# Required work
Restate word for word the lines of the entries below, starting with the line that holds "One dot per instance of the pale" and ending with the line that holds "One dot per instance of the partially", and no others.

── Provided material

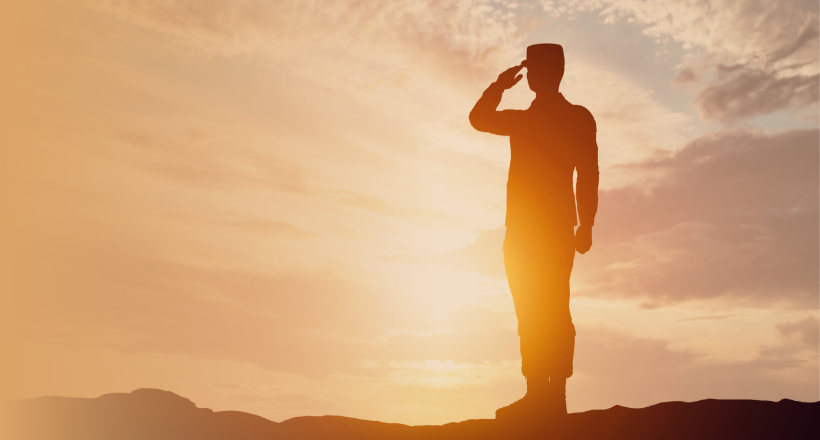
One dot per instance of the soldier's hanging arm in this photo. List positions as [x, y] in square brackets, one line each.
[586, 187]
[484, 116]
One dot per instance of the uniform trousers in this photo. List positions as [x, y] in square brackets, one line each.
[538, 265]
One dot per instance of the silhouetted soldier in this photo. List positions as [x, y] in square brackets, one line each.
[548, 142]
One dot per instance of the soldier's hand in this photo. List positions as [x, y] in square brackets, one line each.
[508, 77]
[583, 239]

────
── Provided material

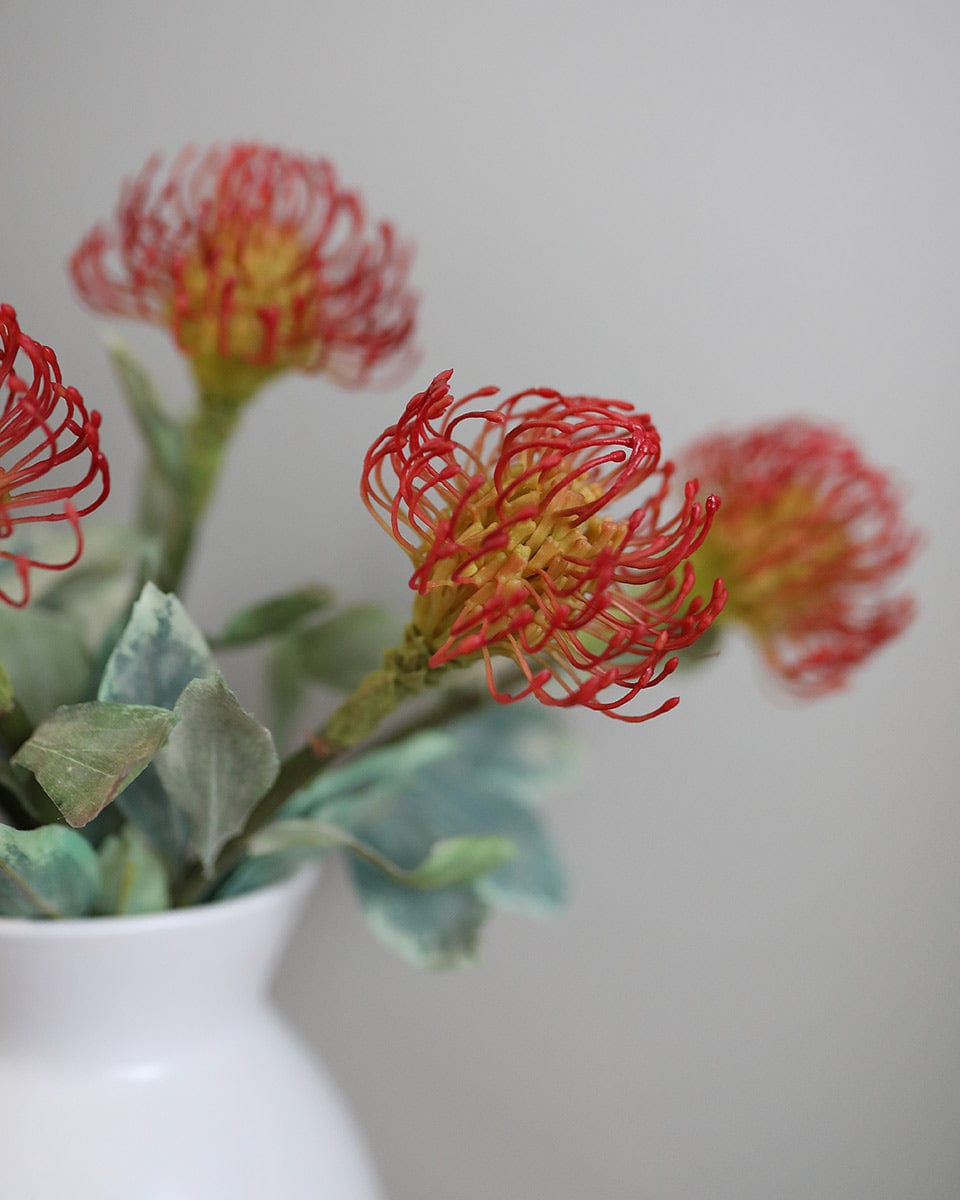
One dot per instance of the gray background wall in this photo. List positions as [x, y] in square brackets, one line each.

────
── Provided material

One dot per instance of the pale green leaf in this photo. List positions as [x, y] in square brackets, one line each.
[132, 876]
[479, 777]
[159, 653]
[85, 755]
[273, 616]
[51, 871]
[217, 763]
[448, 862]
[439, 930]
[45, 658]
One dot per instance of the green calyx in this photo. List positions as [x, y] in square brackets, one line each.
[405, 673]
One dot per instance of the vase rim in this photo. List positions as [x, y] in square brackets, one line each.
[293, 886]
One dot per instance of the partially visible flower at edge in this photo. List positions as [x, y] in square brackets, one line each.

────

# Completed exercise
One dot per instance of the pale green leaf in this photo. List positions as [x, y] in square brackets, one line each.
[132, 876]
[479, 777]
[159, 653]
[85, 755]
[273, 616]
[51, 871]
[217, 763]
[448, 862]
[439, 930]
[45, 658]
One dot per instance of the green calyx in this photo. List positions as [x, y] in square brackets, one line each.
[405, 673]
One dot per instance of the vase rim in this photo. List positions as [x, y] in square brackets, one line each.
[293, 886]
One dot per instance of the partially visible flower at edge in this photo. List positions as [x, y] in square brackets, one line each.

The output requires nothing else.